## BEGIN Data for this exercise
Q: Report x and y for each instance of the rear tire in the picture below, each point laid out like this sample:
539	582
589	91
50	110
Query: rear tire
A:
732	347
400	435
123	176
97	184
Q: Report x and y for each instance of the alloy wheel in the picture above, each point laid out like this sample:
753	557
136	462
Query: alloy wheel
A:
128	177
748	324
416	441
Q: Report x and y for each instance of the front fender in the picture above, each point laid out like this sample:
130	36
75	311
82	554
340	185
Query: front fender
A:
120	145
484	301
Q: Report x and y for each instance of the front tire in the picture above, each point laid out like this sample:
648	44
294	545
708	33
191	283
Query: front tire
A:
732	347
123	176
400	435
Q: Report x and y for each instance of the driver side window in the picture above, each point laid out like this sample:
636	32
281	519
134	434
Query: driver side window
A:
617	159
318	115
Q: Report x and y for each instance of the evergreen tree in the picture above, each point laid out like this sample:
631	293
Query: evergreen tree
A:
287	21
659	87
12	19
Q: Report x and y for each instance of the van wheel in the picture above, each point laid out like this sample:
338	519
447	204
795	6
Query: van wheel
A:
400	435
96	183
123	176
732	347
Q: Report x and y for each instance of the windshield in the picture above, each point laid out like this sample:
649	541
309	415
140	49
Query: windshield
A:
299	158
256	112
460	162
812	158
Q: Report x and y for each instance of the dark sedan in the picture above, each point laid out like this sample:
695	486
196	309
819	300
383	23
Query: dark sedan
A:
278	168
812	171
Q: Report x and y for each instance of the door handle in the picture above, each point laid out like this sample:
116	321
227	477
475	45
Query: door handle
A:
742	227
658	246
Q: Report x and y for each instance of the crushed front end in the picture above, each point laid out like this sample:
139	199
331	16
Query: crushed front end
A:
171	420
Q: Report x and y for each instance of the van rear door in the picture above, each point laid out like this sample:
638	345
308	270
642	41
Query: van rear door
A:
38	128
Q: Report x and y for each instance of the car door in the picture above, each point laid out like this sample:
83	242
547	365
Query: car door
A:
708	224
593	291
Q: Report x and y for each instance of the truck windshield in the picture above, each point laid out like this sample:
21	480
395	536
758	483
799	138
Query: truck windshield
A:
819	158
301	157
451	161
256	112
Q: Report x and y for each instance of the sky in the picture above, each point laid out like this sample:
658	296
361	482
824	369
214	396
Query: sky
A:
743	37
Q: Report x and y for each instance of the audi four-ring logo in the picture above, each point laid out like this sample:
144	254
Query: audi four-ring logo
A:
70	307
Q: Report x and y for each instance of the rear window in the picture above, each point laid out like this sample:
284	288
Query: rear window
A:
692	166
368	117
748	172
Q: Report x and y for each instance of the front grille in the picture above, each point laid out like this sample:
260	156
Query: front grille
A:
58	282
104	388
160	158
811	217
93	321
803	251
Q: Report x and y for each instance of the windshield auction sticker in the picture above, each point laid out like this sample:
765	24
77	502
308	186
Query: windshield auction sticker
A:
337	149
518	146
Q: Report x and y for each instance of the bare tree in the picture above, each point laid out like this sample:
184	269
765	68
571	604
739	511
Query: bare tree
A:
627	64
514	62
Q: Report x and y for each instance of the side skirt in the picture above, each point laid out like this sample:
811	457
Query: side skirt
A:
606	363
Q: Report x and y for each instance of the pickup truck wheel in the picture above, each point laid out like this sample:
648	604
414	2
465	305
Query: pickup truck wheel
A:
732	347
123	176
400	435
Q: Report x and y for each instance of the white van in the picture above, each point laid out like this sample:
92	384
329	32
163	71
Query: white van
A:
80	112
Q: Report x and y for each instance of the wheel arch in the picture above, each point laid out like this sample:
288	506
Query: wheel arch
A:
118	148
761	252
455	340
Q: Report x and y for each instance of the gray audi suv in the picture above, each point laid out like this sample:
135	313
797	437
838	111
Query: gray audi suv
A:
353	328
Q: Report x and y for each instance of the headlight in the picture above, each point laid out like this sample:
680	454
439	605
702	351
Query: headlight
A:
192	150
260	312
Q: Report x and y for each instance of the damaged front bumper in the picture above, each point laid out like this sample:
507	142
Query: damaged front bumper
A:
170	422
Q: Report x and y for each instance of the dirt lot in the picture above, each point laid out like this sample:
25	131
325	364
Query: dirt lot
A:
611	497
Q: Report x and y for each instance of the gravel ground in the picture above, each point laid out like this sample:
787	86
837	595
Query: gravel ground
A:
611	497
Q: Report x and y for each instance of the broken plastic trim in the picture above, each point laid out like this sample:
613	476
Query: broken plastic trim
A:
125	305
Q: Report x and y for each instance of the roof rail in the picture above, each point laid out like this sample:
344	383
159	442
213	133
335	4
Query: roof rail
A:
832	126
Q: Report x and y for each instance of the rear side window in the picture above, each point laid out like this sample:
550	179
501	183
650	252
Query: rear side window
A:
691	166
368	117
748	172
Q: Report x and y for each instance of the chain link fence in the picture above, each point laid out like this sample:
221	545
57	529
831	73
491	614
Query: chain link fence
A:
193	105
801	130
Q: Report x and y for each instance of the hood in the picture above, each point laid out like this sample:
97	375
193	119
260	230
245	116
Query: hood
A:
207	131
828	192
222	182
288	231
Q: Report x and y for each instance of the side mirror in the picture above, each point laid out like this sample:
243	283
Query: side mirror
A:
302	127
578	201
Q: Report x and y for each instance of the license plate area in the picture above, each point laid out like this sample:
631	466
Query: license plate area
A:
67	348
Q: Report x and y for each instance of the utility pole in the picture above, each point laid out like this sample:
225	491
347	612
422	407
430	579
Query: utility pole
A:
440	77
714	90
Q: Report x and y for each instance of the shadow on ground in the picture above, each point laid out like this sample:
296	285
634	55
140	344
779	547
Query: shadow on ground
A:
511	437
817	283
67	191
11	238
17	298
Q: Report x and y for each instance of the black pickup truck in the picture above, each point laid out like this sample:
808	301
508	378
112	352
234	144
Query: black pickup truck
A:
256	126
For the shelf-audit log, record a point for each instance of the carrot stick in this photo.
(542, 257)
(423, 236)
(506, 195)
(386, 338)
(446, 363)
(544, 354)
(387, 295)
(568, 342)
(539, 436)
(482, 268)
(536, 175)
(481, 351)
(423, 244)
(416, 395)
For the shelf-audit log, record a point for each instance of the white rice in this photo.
## END Data for this exercise
## Your task:
Exactly as written, please output every entry.

## The reply:
Q: Report x and y for each instance of the rear tire in the picture below, each point laid out like this sample:
539	582
589	91
50	110
Query: rear tire
A:
732	347
400	435
123	176
97	184
Q: Report x and y for each instance of the alloy wheel in the picture above, each point laid out like this sample:
753	557
136	462
Query: alloy wheel
A:
128	177
748	324
416	441
Q: Report x and y for each instance of the front fender in the picture above, each point laid out like this sample:
130	36
75	311
82	554
340	185
Query: front fender
A:
120	145
484	301
Q: Report x and y for each instance of the front tire in the picture above, each point laid out like this sample:
648	44
294	545
708	33
191	283
Query: front tire
A:
732	347
123	176
400	435
Q: Report x and y for each instance of the driver side window in the picture above, each point laid out like this sample:
636	32
281	519
134	434
Query: driver side window
A:
617	159
318	115
Q: Report x and y for each instance of the evergreen tree in the picture above, each point laid out like this sample:
631	293
Query: evergreen tree
A:
287	21
659	87
12	19
Q: Report x and y for each instance of the van wheel in the picture above, each point laid out like this sample:
338	519
447	204
795	6
Query: van wheel
A:
400	435
96	183
123	176
732	347
Q: Report x and y for each instance of the windshield in the picture above, each point laid out like this sample:
649	541
309	415
140	49
Query: windshield
A:
299	158
256	112
460	162
812	158
Q: Report x and y for each instance of the dark sedan in the picture above, each point laid out like this sample:
695	486
196	309
819	300
383	23
Query: dark sedan
A:
278	168
812	171
Q: Report x and y for each instance of the door handle in the picture above, each point laid out like this sample:
116	321
227	477
475	45
Query: door handle
A:
742	227
658	246
Q: Report x and y for each instance of the crushed front end in the picture above, each point laid out like this sample:
139	199
331	16
Query: crushed front end
A:
171	420
Q: Report x and y for each instance of the van rear door in the picture above, each point laid out like this sample:
638	345
308	270
642	41
Query: van rear door
A:
38	128
Q: Report x and y for each instance of the car door in the picture above, each point laid out like this sample:
83	242
547	365
Query: car door
A:
708	224
593	291
Q: Report x and y for each instance of the truck windshield in the picture above, each point laid out like this sample:
21	480
395	536
758	483
799	138
Query: truck windshield
A:
819	158
301	157
451	161
256	112
Q: Report x and y for each instance of the sky in the picture above, each point laid out like this sample:
658	296
361	482
824	369
214	396
Query: sky
A:
743	37
Q: Report x and y for each instance of the audi four-ring logo in the picture above, each point laid out like this sample:
144	254
Query: audi four-ring logo
A:
70	307
Q: Report x and y for each instance of the rear window in the picture above, each point laid out like this sample:
284	288
Query: rear window
A:
692	166
368	117
748	172
Q: Report x and y for each instance of the front grille in the picture above, each point laid out like this sample:
260	156
Query: front grille
A:
58	282
104	388
160	158
811	217
93	321
803	251
Q: Report x and y for each instance of the windshield auction sticker in the picture above, each point laid out like this sample:
765	24
77	502
308	186
Query: windshield auction sticker
A:
337	149
518	146
Q: Report x and y for each instance of the bare tree in the picture above, each point laid out like this sample:
184	269
765	68
571	604
739	511
Query: bare tree
A:
627	64
514	62
Q: Report x and y for each instance of the side skirt in the picture above, each point laid out like this sample:
811	457
Query: side skirt
A:
606	363
Q: Report x and y for each instance of the pickup truck wheel in the picture above, each point laid out like this sample:
648	604
414	2
465	305
Query: pickup truck wheel
A:
732	347
123	176
400	435
Q: Report x and y for each instance of the white van in the picture above, each point laid out like this sample:
92	384
329	32
163	71
Query: white van
A:
80	112
Q: Report x and y for each instance of the wheel arch in the picture above, each point laid out like this sample:
288	506
Query: wheel arch
A:
118	148
761	252
455	340
Q: Report x and y for each instance of the gray audi suv in the picture above, each point laid out like this sample:
135	313
797	437
838	111
Query: gray audi suv
A:
353	328
Q: Report x and y for each instance of the headlight in the picture above, each point laid out like this sample:
680	454
439	605
702	351
Query: headlight
A:
192	150
260	312
Q: Report x and y for each instance of the damaged front bumper in the picture above, each point laid out like this sample:
507	142
Query: damaged front bumper
A:
170	422
Q: Report x and y for each instance of the dirt lot in the picture above, each point laid out like this sample:
25	131
325	364
Query: dirt lot
A:
611	497
Q: Report x and y for each instance of the gravel ground in the picture above, each point laid out like this sample:
787	86
837	595
Query: gravel ground
A:
611	497
Q: Report x and y for each instance of the broken plastic trim in the picture above, each point laid out like this sample:
613	476
Query: broken plastic trim
A:
125	305
Q: Report x and y for each instance of the roof rail in the picture above, each point laid out like this sample:
344	383
159	442
213	133
335	4
Query: roof rail
A:
832	126
Q: Report x and y for each instance of the rear side window in the picture above, each point laid out like this sample:
550	179
501	183
650	252
Query: rear side window
A:
691	166
368	117
748	172
Q: Report x and y for each instance of the chain link fence in the picture above, each point laid out like this sample:
221	545
57	529
831	73
491	614
Query: chain link fence
A:
193	105
801	130
Q: Report x and y for each instance of the hood in the picture above, each point laid out like this sample:
97	375
193	119
260	230
245	116
Query: hood
A:
207	131
828	192
222	182
288	231
Q: Report x and y for each instance of the side mirror in the picture above, each point laid out like this sample:
243	283
Query: side mirror
A:
302	127
578	201
Q: Report x and y for each instance of the license plate area in the picture above, each point laid out like this sample:
631	466
Query: license plate area
A:
67	348
Q: Report x and y for each instance of the utility pole in the picture above, each point laid out like this sample:
225	491
347	612
422	407
430	579
Query: utility pole
A:
440	77
714	90
Q: Report x and y for each instance of the shadow on ground in the picture above, each point laid out like this sample:
296	285
634	55
140	344
779	547
Query: shadow on ground
A:
511	437
817	283
67	191
11	238
17	298
Q: Report x and y for each instance of the black pickup truck in the picture above, each point laid out like this sample:
808	301
508	378
112	352
234	144
Query: black pickup truck
A:
256	126
For the shelf-audit log, record a point for each instance of the carrot stick in this photo.
(542, 257)
(423, 236)
(506, 195)
(386, 338)
(446, 363)
(544, 354)
(387, 295)
(568, 342)
(539, 436)
(482, 268)
(536, 175)
(481, 351)
(423, 244)
(416, 395)
For the shelf-audit log, record a point for each instance of the white rice in this photo.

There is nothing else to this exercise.